(DATA FOR THE TASK begins)
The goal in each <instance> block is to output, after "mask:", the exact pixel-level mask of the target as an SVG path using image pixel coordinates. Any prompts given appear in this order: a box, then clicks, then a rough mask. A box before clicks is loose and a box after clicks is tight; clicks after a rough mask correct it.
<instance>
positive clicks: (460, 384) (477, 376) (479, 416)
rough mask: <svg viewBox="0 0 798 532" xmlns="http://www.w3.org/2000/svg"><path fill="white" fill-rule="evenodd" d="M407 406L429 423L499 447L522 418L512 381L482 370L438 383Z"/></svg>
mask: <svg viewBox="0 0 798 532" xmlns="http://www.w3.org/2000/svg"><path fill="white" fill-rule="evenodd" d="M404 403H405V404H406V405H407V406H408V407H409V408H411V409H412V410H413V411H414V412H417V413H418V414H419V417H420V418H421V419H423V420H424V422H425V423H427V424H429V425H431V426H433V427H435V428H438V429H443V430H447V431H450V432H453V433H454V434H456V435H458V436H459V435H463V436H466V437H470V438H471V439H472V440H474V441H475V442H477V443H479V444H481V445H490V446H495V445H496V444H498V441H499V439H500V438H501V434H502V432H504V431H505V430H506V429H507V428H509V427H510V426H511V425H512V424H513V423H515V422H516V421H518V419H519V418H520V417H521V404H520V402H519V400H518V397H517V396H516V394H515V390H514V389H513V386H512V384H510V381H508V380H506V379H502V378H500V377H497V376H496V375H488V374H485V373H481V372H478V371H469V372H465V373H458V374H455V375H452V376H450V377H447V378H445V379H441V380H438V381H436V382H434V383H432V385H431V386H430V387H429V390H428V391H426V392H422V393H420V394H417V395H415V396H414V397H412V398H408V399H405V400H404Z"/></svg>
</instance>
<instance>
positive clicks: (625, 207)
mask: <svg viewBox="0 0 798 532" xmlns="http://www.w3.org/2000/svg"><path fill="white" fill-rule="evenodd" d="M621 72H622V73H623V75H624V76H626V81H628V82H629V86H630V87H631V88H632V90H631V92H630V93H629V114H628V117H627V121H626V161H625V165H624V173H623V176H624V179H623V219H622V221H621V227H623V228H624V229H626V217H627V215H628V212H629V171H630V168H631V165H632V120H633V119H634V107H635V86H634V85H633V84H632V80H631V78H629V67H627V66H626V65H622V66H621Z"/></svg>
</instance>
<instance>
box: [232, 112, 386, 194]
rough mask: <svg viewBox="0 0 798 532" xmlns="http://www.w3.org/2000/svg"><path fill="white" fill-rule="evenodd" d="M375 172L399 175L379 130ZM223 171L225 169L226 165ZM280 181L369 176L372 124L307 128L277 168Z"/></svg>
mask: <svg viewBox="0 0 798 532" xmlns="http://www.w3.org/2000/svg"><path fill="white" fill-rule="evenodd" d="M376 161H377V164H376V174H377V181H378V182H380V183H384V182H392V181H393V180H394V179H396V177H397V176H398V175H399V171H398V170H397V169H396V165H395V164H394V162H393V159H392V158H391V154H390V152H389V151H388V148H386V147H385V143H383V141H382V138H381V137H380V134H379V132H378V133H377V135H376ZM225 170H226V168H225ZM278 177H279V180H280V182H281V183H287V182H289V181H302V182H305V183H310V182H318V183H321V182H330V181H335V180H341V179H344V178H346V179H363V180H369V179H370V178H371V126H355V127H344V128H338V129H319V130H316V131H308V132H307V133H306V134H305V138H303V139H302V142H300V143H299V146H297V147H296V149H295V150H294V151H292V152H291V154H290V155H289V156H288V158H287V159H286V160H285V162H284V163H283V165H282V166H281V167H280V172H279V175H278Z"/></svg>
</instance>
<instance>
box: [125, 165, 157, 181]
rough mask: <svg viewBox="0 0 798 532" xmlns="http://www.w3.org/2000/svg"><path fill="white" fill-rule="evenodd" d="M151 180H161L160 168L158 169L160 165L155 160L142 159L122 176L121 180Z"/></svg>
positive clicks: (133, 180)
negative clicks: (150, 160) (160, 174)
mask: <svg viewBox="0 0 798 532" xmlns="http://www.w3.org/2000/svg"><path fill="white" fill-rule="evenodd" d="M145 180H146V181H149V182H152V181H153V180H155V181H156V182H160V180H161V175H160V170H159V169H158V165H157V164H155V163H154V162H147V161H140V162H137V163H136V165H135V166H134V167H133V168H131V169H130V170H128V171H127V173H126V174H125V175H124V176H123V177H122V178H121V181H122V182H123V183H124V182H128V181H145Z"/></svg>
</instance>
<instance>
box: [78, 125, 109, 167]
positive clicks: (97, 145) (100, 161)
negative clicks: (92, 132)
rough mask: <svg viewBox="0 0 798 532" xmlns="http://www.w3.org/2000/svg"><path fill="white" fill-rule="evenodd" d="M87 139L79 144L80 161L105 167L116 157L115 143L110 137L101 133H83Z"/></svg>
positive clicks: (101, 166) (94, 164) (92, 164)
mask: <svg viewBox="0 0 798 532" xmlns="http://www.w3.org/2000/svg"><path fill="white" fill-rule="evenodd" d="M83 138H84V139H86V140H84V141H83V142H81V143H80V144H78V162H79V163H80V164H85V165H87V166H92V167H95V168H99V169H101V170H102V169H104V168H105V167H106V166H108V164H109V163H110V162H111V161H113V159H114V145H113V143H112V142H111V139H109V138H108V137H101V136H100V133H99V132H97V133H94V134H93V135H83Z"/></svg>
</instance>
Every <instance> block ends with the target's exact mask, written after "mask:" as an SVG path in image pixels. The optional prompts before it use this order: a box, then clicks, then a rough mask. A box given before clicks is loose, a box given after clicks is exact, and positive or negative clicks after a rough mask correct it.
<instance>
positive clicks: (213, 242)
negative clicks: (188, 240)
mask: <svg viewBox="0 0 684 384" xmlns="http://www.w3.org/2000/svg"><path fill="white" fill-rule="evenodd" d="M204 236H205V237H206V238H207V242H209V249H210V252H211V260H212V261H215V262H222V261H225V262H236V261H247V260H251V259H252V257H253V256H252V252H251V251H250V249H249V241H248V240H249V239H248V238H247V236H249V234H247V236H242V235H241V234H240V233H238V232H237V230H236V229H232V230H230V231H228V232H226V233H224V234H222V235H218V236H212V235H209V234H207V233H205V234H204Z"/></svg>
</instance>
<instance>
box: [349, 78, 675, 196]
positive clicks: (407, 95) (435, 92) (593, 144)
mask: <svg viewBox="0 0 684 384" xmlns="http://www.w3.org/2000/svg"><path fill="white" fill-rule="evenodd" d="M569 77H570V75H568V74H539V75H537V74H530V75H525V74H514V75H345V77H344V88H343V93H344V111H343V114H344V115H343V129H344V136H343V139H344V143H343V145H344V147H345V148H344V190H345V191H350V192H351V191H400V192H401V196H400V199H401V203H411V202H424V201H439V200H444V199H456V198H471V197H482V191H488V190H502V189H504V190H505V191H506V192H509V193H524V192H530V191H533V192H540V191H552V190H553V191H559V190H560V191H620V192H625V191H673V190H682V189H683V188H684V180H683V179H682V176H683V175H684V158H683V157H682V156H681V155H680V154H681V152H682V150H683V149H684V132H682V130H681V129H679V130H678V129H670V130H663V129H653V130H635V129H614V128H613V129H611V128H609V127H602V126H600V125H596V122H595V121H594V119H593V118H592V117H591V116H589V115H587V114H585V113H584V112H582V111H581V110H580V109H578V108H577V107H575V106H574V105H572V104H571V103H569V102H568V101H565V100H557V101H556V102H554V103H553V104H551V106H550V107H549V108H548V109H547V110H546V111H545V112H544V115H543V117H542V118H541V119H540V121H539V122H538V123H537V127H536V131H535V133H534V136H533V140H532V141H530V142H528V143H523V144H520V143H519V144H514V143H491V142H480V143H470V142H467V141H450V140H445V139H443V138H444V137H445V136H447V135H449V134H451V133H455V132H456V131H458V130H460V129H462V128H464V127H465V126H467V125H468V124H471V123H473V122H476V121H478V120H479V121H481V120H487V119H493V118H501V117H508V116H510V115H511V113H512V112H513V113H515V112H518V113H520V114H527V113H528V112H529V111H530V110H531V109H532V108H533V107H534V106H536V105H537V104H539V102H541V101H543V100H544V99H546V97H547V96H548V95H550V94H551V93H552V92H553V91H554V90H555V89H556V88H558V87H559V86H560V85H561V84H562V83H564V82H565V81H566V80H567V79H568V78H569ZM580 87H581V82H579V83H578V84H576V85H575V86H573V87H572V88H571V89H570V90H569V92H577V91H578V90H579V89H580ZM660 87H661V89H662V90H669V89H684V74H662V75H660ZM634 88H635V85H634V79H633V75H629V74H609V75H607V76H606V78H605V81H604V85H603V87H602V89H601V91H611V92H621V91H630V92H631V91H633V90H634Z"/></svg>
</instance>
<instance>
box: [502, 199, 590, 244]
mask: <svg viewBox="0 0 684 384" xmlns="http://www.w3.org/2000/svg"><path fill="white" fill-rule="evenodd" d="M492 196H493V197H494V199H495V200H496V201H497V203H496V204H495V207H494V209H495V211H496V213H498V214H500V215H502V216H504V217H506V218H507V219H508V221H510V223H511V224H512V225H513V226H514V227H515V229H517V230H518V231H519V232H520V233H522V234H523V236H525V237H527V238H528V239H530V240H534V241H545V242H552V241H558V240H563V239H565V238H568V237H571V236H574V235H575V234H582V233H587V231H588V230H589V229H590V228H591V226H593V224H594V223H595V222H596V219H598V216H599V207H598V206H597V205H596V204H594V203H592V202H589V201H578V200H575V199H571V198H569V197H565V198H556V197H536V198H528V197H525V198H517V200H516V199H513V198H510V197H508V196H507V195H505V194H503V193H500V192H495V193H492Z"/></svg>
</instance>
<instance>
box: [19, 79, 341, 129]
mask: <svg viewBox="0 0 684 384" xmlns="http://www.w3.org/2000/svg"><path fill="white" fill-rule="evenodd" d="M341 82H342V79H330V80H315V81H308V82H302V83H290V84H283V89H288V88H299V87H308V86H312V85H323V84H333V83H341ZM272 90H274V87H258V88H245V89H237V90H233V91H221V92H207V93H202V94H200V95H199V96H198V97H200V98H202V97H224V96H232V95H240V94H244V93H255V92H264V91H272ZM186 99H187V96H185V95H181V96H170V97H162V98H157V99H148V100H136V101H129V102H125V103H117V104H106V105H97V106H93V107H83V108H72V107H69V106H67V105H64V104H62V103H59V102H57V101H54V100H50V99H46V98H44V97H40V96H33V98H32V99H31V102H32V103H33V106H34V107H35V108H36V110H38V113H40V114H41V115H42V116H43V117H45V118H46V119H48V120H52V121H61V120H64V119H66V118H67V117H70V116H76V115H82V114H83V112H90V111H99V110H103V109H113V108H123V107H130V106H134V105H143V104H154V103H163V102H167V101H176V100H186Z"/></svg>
(DATA FOR THE TASK ends)
• [EXERCISE BRIEF]: Turn the records into a JSON list of strings, one string per line, from the first line through the line containing "406L429 423L499 447L522", with both ends included and blank lines left out.

• [RESPONSE BELOW]:
[
  "The goal in each <instance> block is to output, after \"mask:\", the exact pixel-level mask of the target as an SVG path using image pixel coordinates. Any prompts given appear in this order: a box, then clicks, then a rough mask. A box before clicks is loose and a box after clicks is tight; clicks after a rough mask correct it.",
  "<instance>",
  "positive clicks: (460, 384) (477, 376) (479, 416)",
  "rough mask: <svg viewBox=\"0 0 798 532\" xmlns=\"http://www.w3.org/2000/svg\"><path fill=\"white\" fill-rule=\"evenodd\" d=\"M407 406L429 423L499 447L522 418L512 381L482 370L438 383Z\"/></svg>"
]